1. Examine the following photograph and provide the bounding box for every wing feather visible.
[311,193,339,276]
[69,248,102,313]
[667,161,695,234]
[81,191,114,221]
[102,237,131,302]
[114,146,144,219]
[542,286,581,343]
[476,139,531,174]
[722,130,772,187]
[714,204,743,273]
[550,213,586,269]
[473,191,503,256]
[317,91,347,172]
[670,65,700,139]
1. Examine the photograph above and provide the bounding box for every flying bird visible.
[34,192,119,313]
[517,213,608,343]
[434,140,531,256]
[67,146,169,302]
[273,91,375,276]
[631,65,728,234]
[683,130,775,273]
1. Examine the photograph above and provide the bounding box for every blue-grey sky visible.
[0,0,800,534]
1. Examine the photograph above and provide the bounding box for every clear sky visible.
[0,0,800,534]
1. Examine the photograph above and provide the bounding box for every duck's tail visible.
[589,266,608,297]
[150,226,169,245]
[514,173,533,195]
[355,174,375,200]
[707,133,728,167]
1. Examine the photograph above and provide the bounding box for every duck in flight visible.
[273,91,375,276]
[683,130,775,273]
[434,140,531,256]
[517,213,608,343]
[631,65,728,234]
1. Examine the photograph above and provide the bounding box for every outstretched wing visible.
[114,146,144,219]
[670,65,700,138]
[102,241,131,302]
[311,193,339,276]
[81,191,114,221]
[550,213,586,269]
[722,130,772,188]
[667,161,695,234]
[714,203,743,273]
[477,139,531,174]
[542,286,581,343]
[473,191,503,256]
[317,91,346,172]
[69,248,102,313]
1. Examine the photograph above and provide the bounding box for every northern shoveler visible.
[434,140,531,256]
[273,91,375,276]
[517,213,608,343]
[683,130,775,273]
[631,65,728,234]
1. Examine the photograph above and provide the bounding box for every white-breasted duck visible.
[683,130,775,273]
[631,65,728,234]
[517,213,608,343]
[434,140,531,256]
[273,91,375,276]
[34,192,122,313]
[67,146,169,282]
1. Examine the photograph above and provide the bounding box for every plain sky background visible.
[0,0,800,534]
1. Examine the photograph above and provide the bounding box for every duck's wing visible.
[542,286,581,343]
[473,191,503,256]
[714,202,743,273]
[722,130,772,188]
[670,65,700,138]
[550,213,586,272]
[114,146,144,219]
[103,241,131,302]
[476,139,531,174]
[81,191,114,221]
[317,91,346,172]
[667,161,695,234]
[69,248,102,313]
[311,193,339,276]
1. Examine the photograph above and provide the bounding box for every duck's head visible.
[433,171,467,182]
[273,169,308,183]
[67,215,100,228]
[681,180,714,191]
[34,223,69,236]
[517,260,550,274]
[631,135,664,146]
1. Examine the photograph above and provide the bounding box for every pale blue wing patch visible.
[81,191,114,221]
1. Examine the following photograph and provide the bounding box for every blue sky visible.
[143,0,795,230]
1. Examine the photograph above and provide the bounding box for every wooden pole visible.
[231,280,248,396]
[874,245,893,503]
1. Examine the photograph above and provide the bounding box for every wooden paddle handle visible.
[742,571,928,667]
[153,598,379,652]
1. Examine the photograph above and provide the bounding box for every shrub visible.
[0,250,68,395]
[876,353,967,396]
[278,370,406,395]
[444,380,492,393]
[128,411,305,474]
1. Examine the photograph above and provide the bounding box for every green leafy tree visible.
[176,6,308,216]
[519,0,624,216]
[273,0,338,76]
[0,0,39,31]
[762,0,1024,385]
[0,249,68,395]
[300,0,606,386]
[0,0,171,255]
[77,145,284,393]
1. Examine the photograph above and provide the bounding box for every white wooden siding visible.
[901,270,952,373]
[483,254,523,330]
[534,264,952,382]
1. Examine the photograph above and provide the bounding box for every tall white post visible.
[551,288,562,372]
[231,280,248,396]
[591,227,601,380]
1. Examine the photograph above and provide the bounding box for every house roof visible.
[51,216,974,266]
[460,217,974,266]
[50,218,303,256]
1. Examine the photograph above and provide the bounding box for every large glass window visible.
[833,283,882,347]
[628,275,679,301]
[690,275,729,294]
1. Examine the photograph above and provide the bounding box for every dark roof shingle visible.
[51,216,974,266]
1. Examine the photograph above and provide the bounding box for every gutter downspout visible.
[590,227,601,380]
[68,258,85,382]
- - - -
What is being asked
Switch "Examine" to "Inspect" everywhere it appears in the records and give the lines again with everything else unchanged.

Response for this exercise
1. Inspect the following photograph and provide the bounding box for every wing feather visible.
[311,193,339,276]
[69,248,102,313]
[667,161,695,234]
[81,191,114,221]
[102,237,131,302]
[114,146,144,219]
[542,286,581,343]
[476,139,531,174]
[722,130,772,187]
[714,204,743,273]
[550,213,586,269]
[473,191,503,256]
[317,91,347,172]
[670,65,700,139]
1. Inspect the photograph above and provide the bounding box for every flying bird visible.
[34,192,119,313]
[517,213,608,343]
[434,140,531,256]
[67,146,169,302]
[273,91,375,276]
[631,65,728,234]
[683,130,775,273]
1. Inspect the photograph above and provide the bounding box for every blue-grey sky visible.
[0,0,800,534]
1. Inspect the photograph above and provide the bounding box for every clear sky visible.
[0,0,800,534]
1. Inspect the photograph above and provide the bounding box for every duck's tail visible.
[589,266,608,297]
[150,226,169,245]
[514,173,533,195]
[355,174,375,200]
[707,133,728,167]
1. Inspect the photograph above and provide the bounding box for every duck in flight visible.
[273,91,375,276]
[683,130,775,273]
[434,140,531,256]
[517,213,608,343]
[631,65,728,234]
1. Inspect the photograph above and provide the bounding box for every outstretched wing visible.
[114,146,144,219]
[670,65,700,138]
[102,241,131,302]
[311,193,339,276]
[81,191,114,221]
[550,213,586,269]
[722,130,772,188]
[667,161,695,234]
[714,203,743,273]
[477,139,531,174]
[542,286,581,343]
[473,191,503,256]
[317,91,346,172]
[69,248,102,313]
1. Inspect the photograph above and provide the bounding box for every northern shoveler visible.
[434,140,531,256]
[273,91,375,276]
[517,213,608,343]
[683,130,775,273]
[631,65,728,234]
1. Inspect the photograph above and provide the bounding box for every white-breasted duck visible.
[683,130,775,273]
[631,65,728,234]
[517,213,608,343]
[434,140,531,256]
[273,91,375,276]
[34,192,122,313]
[67,146,169,282]
1. Inspect the photograph above and provide the bounding box for every plain sky background visible.
[0,0,800,534]
1. Inspect the photograph above and provide the bounding box for every duck's wing visible.
[542,286,581,343]
[473,191,503,256]
[714,202,743,273]
[722,130,772,188]
[670,65,700,138]
[550,213,586,272]
[114,146,144,219]
[103,241,131,302]
[476,139,531,174]
[81,191,114,221]
[317,91,346,172]
[667,161,695,234]
[69,248,102,313]
[311,193,339,276]
1. Inspect the photograph above and provide the bounding box for every duck's head visible.
[433,171,467,182]
[273,169,308,183]
[67,215,100,228]
[681,180,714,191]
[34,223,69,236]
[517,260,550,274]
[631,135,664,146]
1. Inspect the photograph above and provide the bounding box for every pale blue wing patch visible.
[81,191,114,221]
1. Inspect the following photograph and provide the bounding box for every blue sky visible.
[143,0,795,230]
1. Inspect the photograph above and provide the bounding box for every wooden pole visible.
[231,280,248,396]
[874,245,893,503]
1. Inspect the photograph above and provide the bounding box for every wooden paddle handle visible.
[742,571,928,667]
[153,598,379,652]
1. Inspect the photograph above and provide the bounding box for every shrub visible.
[0,250,68,395]
[876,353,967,396]
[278,370,406,395]
[444,380,492,393]
[128,411,305,474]
1. Inspect the photograph above and provide the bounding box for every green leafy tree visible.
[176,6,308,216]
[519,0,624,216]
[273,0,338,76]
[0,0,39,31]
[762,0,1024,385]
[0,249,68,395]
[300,0,606,386]
[0,0,171,255]
[77,145,284,393]
1. Inspect the photograph above and provide the bounding box for every white wooden siding visible.
[901,270,952,373]
[483,254,523,330]
[534,264,952,382]
1. Inspect the photograph above and provide the bounding box for every tall white post visible.
[551,288,562,372]
[231,280,248,396]
[591,227,601,380]
1. Inspect the photograph above and provide the bounding box for every house roof visible.
[51,216,974,266]
[460,217,974,266]
[50,218,303,256]
1. Inspect the photograph above and provide the bounding box for every large glass window visible.
[833,283,882,347]
[628,275,679,301]
[690,275,729,294]
1. Inspect the photograph above and provide the bounding box for every dark roof shingle visible.
[51,216,974,266]
1. Inspect the photograph above and provide the bounding box for every gutter downspout visible.
[590,227,601,380]
[68,258,85,382]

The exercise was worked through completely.